## START Data excerpts
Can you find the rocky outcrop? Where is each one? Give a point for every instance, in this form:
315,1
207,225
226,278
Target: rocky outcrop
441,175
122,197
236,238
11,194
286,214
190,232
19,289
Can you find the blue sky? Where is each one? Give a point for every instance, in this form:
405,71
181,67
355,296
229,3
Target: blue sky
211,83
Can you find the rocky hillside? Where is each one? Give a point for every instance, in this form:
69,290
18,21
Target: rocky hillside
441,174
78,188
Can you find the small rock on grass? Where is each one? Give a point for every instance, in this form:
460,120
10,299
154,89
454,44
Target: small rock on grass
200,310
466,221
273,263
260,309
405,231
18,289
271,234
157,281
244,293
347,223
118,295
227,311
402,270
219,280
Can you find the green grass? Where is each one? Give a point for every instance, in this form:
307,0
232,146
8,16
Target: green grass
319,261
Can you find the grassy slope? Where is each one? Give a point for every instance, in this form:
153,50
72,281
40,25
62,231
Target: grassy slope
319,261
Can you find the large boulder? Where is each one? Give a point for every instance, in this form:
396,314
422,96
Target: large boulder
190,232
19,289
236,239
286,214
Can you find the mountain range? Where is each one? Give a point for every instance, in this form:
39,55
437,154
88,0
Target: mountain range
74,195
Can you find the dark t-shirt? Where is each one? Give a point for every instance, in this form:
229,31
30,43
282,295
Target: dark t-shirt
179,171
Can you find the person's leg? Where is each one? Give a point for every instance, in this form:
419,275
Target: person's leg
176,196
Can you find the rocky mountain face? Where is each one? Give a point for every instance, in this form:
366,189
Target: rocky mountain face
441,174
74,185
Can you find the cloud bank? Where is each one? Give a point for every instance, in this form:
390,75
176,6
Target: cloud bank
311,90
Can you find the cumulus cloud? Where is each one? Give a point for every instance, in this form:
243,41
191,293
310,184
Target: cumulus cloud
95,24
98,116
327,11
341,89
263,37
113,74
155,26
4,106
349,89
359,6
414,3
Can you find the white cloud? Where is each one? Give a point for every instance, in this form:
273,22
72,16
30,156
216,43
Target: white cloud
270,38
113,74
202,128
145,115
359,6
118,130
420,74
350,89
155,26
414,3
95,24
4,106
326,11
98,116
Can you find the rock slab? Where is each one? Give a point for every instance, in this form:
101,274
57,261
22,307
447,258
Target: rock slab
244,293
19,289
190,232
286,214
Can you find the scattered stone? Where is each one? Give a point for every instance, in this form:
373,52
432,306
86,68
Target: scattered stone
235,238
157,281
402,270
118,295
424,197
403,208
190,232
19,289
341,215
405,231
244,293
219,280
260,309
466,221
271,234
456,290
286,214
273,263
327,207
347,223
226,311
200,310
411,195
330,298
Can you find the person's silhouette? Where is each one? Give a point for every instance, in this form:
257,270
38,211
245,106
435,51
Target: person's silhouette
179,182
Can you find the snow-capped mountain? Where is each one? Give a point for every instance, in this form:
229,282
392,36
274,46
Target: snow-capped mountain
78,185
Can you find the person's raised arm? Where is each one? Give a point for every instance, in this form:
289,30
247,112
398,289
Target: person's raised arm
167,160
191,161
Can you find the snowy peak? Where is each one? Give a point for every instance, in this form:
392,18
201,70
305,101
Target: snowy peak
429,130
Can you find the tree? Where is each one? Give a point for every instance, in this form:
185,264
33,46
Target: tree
## END Data excerpts
Directions => Copy out each line exactly.

Solution for this task =>
Can you find the rocky outcrop? Where is each one? Give a point for every instance, in this form:
315,1
207,225
226,278
Target: rocky outcrop
441,175
122,197
236,238
11,194
286,214
190,232
19,289
Can you find the blue sky? Where is each one? Give a point for every instance, in this form:
405,71
181,67
355,296
229,3
Target: blue sky
211,83
Can you find the rocky hillside? Where is each one? Give a point for every instance, in this form:
69,290
18,21
Target: rocky hillside
441,174
78,188
Can you find the small rock on grass? Where is each one? Give a point for every instance, in this form:
460,120
10,299
154,89
454,44
Target: small rock on grass
200,310
466,221
273,263
260,309
405,231
18,289
271,234
157,281
244,293
347,223
118,295
227,311
402,270
219,280
Can you find the green grass? Where is each one? Give a point for every instance, in this form:
307,0
232,146
8,16
Target: green grass
319,261
Can you find the grassy slope? Where is each one? Give a point for every instance, in this form:
153,50
72,281
40,25
62,231
Target: grassy slope
319,261
Can you find the large boulder? Where is each one? Give a point for every instance, in this form:
396,314
422,96
Target: large boulder
190,232
19,289
236,239
286,214
Can you find the mountain range? Where is each one? Give a point for every instance, in this form:
39,55
437,154
88,0
Target: mountain range
74,195
Can you find the dark t-shirt? Where is each one? Give a point for every instance, in this form:
229,31
30,43
282,295
Target: dark t-shirt
179,171
Can you find the person's leg? Where is each one? Give a point for every instance, in this form:
419,275
Target: person's leg
176,196
Can you find the rocky mountain face? Where is each one? Give a point for every instance, in this form:
366,189
Target: rocky mountain face
441,174
74,185
Can you find the cloud bank? Where is each one? Give a point for every instance, in this form:
390,75
176,6
Target: cloud bank
311,90
Can you find the cumulus cloud? Where is each one? Give a point for every instance, in this form:
243,41
191,293
310,184
Target: cumulus cloud
95,24
98,116
327,11
341,89
263,37
113,74
155,26
4,106
349,89
359,6
414,3
Can you find the white cloud? Where is each one? Give a point for every instance, in this form:
273,22
72,16
30,156
216,43
Target: white cloud
270,38
113,74
202,128
145,115
359,6
118,130
420,74
350,89
155,26
414,3
95,24
4,106
326,11
98,116
Can you find the rock slab? Where is each one? Give a point for every instance, in this form:
101,274
57,261
22,307
447,258
Target: rock slab
244,293
19,289
190,232
286,214
Can you find the scattered stone? Where is each one? Give a point for every instance, in this form:
373,52
432,306
86,68
Target: scattered stone
235,238
157,281
402,270
118,295
424,197
403,208
190,232
19,289
341,215
405,231
244,293
219,280
260,309
466,221
271,234
456,290
286,214
273,263
327,207
347,223
226,311
200,310
411,195
330,298
Can you find the person's silhouette? Where is each one? Give a point for every instance, in this form:
257,270
38,211
245,106
435,51
Target: person's silhouette
179,182
Can you find the snow-capped mountain? Where is each one? Give a point for every instance, in this form:
229,282
392,36
274,46
Target: snow-capped mountain
78,185
Can you find the person's raised arm? Where is each one? Give a point for every instance, in this form:
289,30
247,112
398,289
Target: person's raised arm
167,160
191,161
Can you find the snowy peak? Where is each one? Give a point for every instance, in this form:
392,18
201,70
305,101
Target: snowy peak
429,130
Can you find the tree? Where is each one? Give a point for every instance, in this form:
185,264
33,46
Target: tree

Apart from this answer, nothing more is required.